Top of TASK DATA

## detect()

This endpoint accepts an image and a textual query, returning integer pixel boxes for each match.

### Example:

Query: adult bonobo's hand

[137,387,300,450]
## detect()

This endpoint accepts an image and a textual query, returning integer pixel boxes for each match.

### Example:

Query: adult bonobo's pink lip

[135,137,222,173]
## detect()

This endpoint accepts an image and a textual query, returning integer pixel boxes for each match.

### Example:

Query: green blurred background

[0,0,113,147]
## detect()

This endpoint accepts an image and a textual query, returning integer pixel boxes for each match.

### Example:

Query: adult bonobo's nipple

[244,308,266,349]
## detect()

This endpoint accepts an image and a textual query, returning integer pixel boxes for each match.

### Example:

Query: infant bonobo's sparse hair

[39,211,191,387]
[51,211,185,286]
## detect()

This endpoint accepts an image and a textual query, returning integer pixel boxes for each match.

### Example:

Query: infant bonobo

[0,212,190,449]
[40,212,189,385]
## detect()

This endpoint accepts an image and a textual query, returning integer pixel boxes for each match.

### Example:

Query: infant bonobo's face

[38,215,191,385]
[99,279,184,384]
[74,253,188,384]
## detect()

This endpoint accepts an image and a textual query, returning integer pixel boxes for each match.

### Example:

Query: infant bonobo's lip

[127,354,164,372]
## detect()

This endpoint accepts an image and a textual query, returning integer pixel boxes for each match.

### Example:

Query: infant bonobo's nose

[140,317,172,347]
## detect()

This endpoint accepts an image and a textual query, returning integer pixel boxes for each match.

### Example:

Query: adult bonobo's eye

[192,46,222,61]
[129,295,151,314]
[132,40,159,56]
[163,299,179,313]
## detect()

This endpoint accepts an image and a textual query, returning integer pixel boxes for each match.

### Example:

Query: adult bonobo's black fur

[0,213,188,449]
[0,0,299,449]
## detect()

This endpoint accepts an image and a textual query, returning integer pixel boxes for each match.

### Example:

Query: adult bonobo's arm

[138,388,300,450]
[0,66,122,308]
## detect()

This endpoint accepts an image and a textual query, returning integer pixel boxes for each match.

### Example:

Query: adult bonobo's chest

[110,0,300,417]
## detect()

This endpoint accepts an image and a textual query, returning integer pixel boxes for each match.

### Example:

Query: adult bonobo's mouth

Bottom of TASK DATA

PROBLEM STATEMENT → A faithful, complete copy of the entries above is required.

SOLUTION TO THIS EXERCISE →
## detect()

This endpoint accepts an image and a textual query, returning integer pixel boxes for each match.

### Example:

Query: adult bonobo's hand

[137,387,300,450]
## detect()

This endpoint accepts an image and a textual query, returning integer pixel boxes for each match.

### Example:

Query: adult bonobo's pink lip

[135,137,222,173]
## detect()

This endpoint accepts an image and a textual query, returning integer pixel boxes for each match.

### Example:

Query: green blurred background

[0,0,113,147]
## detect()

This endpoint accepts an image and a textual query, returning integer pixel boxes for each match.

### Example:

Query: adult bonobo's nipple

[244,308,266,349]
## detect()

This endpoint accepts an image and a textual query, returning integer pixel boxes for each match.

### Example:

Query: infant bonobo's sparse hair

[39,211,191,387]
[51,211,185,286]
## detect()

This endpoint accepts an image and a textual query, returning integer pixel boxes for each match.

### Example:

Query: infant bonobo

[0,212,190,449]
[40,212,189,385]
## detect()

This endpoint accepts an image and a textual query, returning integer pixel boxes for each match.

### Example:

Query: infant bonobo's face

[38,215,191,385]
[99,279,184,384]
[74,253,188,384]
## detect()

This endpoint accepts an image and a textual query, returning integer pixel boxes for each match.

### Example:

Query: infant bonobo's lip

[127,354,164,372]
## detect()

This endpoint accepts an image and a textual query, returning integer pixel boxes for each match.

### Example:

Query: infant bonobo's nose

[140,317,172,347]
## detect()

This endpoint accepts an image and a textual query, returning integer pixel boxes for each match.

### Example:

Query: adult bonobo's eye

[192,46,222,61]
[129,295,151,314]
[132,40,159,56]
[163,299,179,313]
## detect()

This endpoint accepts an image and a textual query, returning integer pixel boxes for each match.

### Example:

Query: adult bonobo's black fur

[0,213,188,449]
[0,0,299,449]
## detect()

This endpoint accepts an image and a textual query, returning integer pixel boxes for each match.

### Example:

Query: adult bonobo's arm

[138,388,300,450]
[0,66,122,308]
## detect()

This endpoint accepts an image and a textual query, returning integer pixel boxes for each match.

### Example:

Query: adult bonobo's chest

[110,0,300,417]
## detect()

This endpoint accepts an image and a textual query, returning integer pixel boxes for each match.

### Example:

Query: adult bonobo's mouth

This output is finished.